| WORK TO BE COMPLETED |
Where does the string "ceramic" appear in the listing below? Copy every line where it does.

(TASK DATA begins)

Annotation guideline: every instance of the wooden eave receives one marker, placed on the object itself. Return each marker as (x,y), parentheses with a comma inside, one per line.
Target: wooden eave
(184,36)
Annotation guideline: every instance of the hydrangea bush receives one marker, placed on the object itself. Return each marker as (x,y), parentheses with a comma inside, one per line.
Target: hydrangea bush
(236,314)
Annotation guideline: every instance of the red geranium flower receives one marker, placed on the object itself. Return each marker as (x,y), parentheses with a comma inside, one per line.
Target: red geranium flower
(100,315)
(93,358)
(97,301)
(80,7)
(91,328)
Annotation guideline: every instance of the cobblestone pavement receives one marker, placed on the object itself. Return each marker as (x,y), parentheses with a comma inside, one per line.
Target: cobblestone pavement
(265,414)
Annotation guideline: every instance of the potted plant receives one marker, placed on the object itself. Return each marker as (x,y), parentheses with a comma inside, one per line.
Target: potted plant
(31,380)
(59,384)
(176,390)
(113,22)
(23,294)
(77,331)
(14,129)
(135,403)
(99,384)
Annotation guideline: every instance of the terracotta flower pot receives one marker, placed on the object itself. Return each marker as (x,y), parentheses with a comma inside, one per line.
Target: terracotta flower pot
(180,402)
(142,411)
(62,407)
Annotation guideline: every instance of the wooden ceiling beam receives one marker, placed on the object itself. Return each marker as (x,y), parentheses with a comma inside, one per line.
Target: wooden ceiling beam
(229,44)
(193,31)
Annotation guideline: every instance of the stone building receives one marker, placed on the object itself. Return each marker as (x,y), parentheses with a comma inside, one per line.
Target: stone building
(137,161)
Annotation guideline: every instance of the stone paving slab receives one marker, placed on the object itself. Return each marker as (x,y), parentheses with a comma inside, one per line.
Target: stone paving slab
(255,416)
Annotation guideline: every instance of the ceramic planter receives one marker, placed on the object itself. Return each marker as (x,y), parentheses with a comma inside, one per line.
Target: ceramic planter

(TASK DATA ends)

| EXERCISE OUTPUT |
Annotation guideline: every instance of the ceramic planter receives one marker, placed on the object itself. Return each marker as (x,y), parentheses with a comma inside, one per line.
Target: ceramic planter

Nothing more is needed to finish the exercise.